» **What is expected**:
Rewrite the records below, replacing "leather recliner sofa" with "reclining leather couch" and keeping everything else the same. Leave the pictures out of your version.

» **Supplied material**:
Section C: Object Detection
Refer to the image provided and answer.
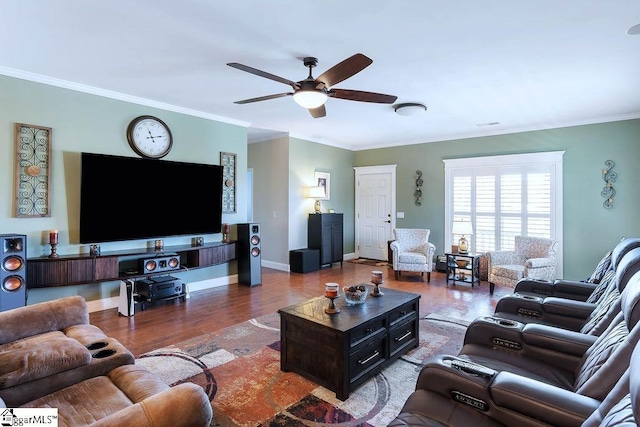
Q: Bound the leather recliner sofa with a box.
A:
[494,245,640,335]
[513,237,640,303]
[389,326,640,427]
[391,273,640,426]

» **Written response**:
Section C: Object Detection
Refer to the image provided and answer.
Q: Bound the reclining leather couch with a box.
A:
[494,245,640,335]
[513,237,640,303]
[389,326,640,427]
[391,273,640,426]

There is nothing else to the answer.